**Prompt:** When the line with "Target: road curve" appears below, start repeating lines exactly, and keep going through the line with "like (306, 268)."; add nothing outside that span.

**Data shown:**
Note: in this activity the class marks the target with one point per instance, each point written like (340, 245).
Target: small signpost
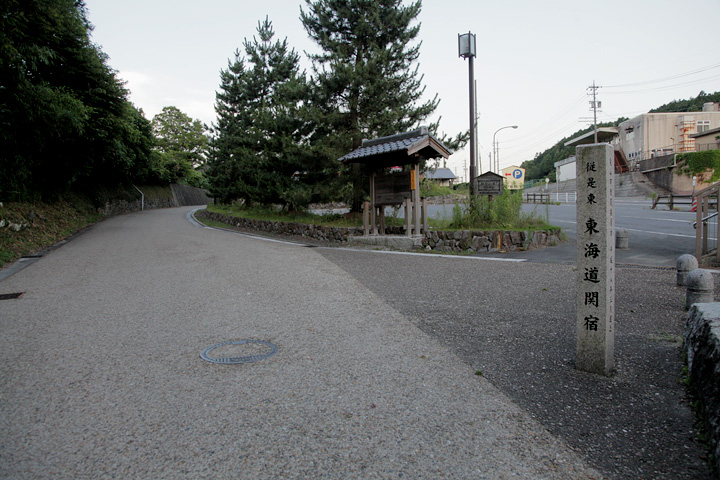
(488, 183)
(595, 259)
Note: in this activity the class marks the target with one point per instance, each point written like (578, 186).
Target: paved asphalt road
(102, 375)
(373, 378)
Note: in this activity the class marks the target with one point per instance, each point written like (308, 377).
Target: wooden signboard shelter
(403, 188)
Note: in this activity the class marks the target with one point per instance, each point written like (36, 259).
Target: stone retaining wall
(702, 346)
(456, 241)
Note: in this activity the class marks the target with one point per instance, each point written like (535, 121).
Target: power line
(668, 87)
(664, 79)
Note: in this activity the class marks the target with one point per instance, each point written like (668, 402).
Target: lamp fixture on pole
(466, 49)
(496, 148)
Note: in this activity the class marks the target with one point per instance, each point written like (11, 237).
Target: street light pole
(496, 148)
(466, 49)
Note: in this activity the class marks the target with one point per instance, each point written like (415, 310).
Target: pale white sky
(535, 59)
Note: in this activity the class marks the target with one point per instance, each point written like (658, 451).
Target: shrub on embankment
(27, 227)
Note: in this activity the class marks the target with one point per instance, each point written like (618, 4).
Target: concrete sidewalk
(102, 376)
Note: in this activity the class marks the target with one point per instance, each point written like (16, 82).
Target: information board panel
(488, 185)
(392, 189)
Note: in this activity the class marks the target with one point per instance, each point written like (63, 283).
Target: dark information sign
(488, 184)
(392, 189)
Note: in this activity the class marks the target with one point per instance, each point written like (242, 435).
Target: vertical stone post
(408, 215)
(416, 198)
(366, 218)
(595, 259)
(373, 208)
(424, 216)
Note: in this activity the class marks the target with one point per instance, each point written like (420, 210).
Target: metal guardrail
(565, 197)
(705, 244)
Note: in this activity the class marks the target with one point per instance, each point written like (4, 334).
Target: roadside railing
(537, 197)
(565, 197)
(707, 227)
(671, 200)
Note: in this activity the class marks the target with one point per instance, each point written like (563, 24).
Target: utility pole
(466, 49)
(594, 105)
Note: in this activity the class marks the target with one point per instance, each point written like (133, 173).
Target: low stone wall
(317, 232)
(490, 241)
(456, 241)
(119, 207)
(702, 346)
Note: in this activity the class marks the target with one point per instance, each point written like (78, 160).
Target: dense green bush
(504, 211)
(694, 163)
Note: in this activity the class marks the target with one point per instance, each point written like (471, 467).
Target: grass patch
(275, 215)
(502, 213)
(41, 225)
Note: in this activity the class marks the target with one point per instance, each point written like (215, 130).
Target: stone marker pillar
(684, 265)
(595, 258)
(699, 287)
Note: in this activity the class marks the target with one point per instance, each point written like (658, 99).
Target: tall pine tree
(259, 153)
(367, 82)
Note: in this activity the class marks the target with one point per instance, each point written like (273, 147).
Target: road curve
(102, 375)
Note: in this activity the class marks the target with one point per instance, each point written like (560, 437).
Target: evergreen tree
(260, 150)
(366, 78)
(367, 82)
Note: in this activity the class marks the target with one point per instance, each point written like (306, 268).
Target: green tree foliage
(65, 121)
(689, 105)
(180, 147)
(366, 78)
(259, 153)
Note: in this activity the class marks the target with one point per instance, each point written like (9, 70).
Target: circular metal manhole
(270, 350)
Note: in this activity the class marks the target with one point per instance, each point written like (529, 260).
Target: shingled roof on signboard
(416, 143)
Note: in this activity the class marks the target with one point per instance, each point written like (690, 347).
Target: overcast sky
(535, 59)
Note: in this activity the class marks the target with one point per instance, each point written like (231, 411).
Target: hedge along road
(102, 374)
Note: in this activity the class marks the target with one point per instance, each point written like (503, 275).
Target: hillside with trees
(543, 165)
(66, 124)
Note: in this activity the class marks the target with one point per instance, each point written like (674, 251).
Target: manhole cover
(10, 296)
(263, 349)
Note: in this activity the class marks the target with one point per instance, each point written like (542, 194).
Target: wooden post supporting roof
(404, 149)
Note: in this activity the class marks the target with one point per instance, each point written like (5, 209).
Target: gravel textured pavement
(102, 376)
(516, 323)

* * *

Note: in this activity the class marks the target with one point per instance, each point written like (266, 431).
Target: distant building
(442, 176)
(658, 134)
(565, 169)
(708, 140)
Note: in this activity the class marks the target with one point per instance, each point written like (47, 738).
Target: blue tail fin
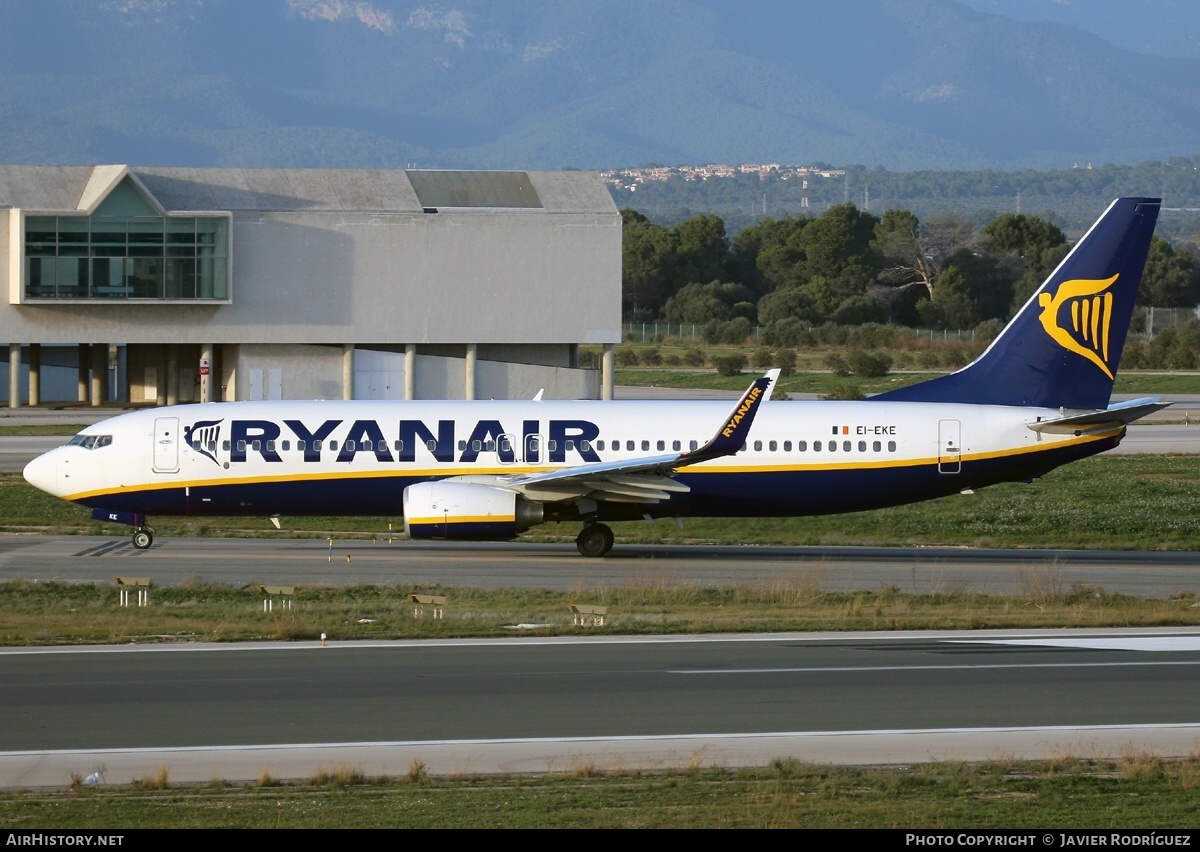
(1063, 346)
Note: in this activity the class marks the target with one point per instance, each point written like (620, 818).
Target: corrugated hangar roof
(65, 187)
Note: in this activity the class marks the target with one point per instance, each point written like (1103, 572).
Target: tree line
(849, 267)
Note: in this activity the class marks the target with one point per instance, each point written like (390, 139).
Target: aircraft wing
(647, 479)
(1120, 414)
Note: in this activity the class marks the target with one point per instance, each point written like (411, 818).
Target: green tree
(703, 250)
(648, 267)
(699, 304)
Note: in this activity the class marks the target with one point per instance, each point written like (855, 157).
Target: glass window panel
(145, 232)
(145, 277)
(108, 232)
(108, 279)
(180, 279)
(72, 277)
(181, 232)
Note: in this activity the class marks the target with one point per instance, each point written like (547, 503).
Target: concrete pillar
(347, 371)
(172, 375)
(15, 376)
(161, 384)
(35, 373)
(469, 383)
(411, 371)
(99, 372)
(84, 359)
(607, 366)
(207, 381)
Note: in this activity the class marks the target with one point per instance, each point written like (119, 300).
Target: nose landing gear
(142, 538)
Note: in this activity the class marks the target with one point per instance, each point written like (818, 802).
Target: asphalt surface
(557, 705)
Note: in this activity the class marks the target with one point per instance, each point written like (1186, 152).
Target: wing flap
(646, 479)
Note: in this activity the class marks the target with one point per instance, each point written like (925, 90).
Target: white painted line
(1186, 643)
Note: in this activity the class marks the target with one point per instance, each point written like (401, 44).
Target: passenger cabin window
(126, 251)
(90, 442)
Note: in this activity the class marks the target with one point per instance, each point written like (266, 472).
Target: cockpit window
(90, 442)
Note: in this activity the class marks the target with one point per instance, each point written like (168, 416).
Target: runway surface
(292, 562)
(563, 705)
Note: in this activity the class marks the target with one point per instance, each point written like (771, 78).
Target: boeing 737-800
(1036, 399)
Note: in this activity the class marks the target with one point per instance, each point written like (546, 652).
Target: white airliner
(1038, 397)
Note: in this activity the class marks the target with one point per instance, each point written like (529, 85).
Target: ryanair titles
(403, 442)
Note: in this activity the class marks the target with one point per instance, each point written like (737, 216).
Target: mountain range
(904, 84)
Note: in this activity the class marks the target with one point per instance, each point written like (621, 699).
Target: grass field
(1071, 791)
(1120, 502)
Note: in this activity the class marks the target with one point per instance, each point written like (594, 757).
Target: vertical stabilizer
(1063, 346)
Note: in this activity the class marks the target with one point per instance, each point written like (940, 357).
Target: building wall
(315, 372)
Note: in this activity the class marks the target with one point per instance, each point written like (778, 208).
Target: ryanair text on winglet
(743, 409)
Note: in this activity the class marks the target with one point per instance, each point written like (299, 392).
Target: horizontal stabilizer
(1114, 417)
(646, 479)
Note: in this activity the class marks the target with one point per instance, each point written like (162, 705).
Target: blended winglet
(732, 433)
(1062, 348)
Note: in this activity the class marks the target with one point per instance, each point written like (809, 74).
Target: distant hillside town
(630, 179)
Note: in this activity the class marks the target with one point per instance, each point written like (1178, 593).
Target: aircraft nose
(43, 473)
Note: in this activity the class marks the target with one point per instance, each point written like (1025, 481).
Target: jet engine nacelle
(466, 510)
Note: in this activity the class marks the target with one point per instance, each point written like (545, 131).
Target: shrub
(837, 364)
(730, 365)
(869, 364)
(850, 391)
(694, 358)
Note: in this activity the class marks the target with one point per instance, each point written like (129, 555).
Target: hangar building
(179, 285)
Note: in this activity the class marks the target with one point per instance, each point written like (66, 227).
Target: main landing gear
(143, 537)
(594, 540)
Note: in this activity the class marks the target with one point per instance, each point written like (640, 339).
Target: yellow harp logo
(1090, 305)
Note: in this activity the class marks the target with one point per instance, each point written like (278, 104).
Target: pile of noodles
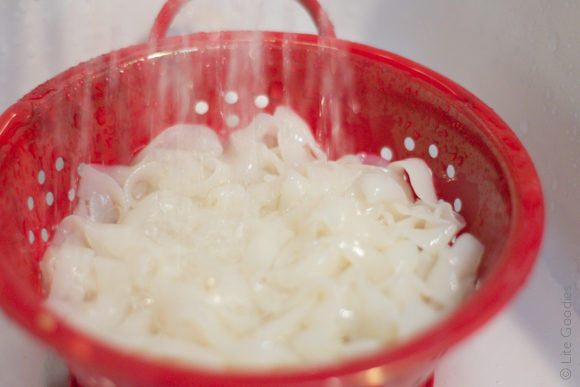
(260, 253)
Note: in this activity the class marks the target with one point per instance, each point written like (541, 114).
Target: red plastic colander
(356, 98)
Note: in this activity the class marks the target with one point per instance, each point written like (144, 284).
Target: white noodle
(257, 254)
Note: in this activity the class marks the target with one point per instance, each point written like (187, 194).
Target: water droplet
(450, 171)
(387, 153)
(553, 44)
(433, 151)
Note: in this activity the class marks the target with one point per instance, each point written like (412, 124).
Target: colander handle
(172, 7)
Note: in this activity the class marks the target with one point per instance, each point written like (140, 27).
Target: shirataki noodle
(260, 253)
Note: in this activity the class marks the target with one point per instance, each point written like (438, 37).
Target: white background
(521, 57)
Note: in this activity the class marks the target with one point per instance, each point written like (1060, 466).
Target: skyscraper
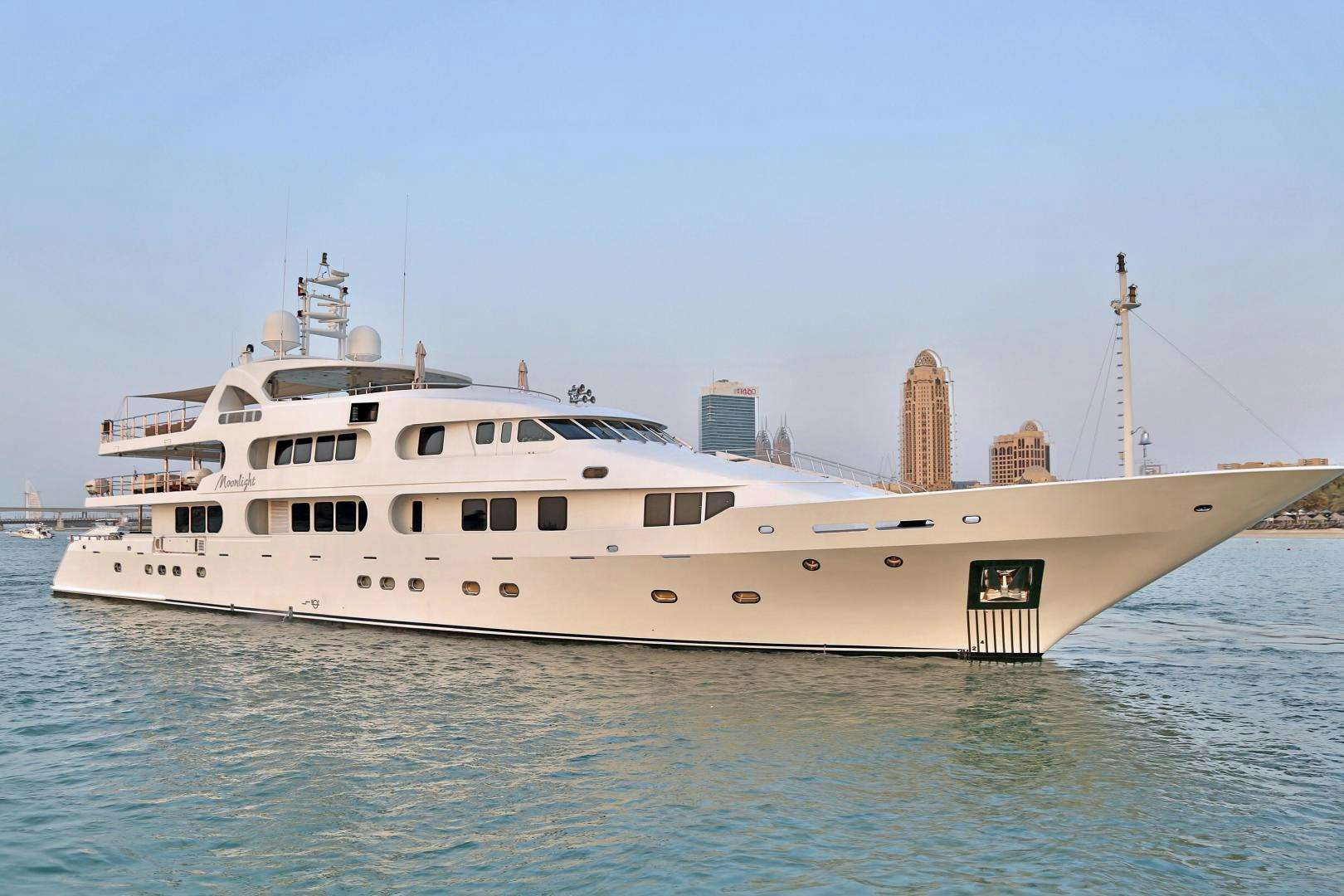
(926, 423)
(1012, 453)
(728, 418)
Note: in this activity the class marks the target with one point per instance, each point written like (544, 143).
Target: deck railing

**Answer to this problem:**
Target: road curve
(102, 375)
Note: in this activity the class marks the target with one point per instance, each point written like (560, 437).
Target: evergreen tree
(260, 150)
(366, 78)
(367, 82)
Note: in this activity the class marks the target with one point per instance, each point written like (306, 268).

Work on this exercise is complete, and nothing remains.